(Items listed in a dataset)
——————————

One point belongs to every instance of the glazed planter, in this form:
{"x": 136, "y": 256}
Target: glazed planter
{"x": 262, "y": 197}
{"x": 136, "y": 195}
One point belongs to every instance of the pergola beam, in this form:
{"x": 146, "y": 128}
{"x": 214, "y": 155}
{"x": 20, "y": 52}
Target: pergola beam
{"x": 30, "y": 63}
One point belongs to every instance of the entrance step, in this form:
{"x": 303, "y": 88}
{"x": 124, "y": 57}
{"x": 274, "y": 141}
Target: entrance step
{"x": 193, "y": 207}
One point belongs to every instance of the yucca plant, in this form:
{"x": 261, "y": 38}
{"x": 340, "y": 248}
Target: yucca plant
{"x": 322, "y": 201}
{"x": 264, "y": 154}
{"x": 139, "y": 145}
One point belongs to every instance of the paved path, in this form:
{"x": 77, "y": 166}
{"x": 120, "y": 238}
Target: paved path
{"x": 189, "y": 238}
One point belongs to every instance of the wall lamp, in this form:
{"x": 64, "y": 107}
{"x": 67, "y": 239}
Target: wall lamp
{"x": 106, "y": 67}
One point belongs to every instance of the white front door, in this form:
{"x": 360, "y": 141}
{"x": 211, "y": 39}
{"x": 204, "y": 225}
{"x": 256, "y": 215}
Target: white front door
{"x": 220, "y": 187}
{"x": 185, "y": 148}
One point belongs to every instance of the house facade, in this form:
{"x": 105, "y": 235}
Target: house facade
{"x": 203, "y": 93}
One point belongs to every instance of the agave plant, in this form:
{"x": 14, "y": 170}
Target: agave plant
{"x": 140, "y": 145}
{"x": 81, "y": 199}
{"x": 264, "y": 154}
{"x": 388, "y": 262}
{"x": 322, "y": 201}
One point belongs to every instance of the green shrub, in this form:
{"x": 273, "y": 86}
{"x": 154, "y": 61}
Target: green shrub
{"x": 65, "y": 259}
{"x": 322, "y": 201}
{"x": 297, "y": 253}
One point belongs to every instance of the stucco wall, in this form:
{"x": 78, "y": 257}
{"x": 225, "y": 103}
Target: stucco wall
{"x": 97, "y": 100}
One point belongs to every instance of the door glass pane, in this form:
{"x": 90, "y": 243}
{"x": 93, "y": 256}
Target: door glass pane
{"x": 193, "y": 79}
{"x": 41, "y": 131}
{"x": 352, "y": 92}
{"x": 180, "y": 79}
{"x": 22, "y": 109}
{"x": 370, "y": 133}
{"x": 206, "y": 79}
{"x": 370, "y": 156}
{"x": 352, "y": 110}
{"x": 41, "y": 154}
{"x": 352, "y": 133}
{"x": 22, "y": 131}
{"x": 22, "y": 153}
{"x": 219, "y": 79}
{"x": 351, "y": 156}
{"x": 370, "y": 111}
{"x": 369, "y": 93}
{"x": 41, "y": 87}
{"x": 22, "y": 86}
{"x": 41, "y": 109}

——————————

Write the listing out again, exactly as shown above.

One point belongs to every instance of the glazed planter, in this form:
{"x": 136, "y": 256}
Target: glazed planter
{"x": 262, "y": 197}
{"x": 136, "y": 195}
One point belongs to every instance of the pergola beam, in this form:
{"x": 146, "y": 128}
{"x": 214, "y": 155}
{"x": 20, "y": 52}
Target: pergola beam
{"x": 30, "y": 63}
One point belongs to every instance of the entrance step, in this form:
{"x": 303, "y": 88}
{"x": 124, "y": 57}
{"x": 274, "y": 141}
Target: entrance step
{"x": 193, "y": 207}
One point belongs to every instance of the yucca plant, in this form:
{"x": 261, "y": 38}
{"x": 340, "y": 248}
Target: yucca plant
{"x": 322, "y": 201}
{"x": 264, "y": 154}
{"x": 139, "y": 145}
One point belongs to every instance of the paved path, in this form:
{"x": 77, "y": 166}
{"x": 120, "y": 238}
Target: paved path
{"x": 189, "y": 238}
One point belongs to every instance of the wall lamp, in this form:
{"x": 64, "y": 107}
{"x": 67, "y": 239}
Target: wall lamp
{"x": 106, "y": 67}
One point belongs to every instance of the white front door, in this form:
{"x": 360, "y": 141}
{"x": 211, "y": 39}
{"x": 204, "y": 225}
{"x": 256, "y": 215}
Target: white front door
{"x": 220, "y": 187}
{"x": 185, "y": 148}
One point belongs to every instance of the house facade, in this form:
{"x": 105, "y": 235}
Target: house facade
{"x": 203, "y": 93}
One point belongs to every instance of the agave plant, in this form:
{"x": 14, "y": 170}
Target: agave plant
{"x": 140, "y": 145}
{"x": 81, "y": 199}
{"x": 264, "y": 154}
{"x": 388, "y": 262}
{"x": 322, "y": 201}
One point belongs to every instance of the green shrub, in this form:
{"x": 273, "y": 86}
{"x": 154, "y": 61}
Target: green shrub
{"x": 65, "y": 259}
{"x": 322, "y": 201}
{"x": 297, "y": 253}
One point belongs to every instance of the stucco wall, in this form:
{"x": 78, "y": 257}
{"x": 225, "y": 103}
Target: stucco wall
{"x": 97, "y": 100}
One point belongs to every instance of the door glass pane, in this form:
{"x": 90, "y": 243}
{"x": 93, "y": 256}
Target: door glass pane
{"x": 193, "y": 79}
{"x": 41, "y": 131}
{"x": 352, "y": 92}
{"x": 180, "y": 79}
{"x": 22, "y": 109}
{"x": 370, "y": 133}
{"x": 206, "y": 79}
{"x": 370, "y": 156}
{"x": 352, "y": 110}
{"x": 41, "y": 154}
{"x": 352, "y": 133}
{"x": 22, "y": 131}
{"x": 22, "y": 153}
{"x": 219, "y": 79}
{"x": 351, "y": 156}
{"x": 370, "y": 111}
{"x": 369, "y": 93}
{"x": 41, "y": 87}
{"x": 22, "y": 86}
{"x": 41, "y": 109}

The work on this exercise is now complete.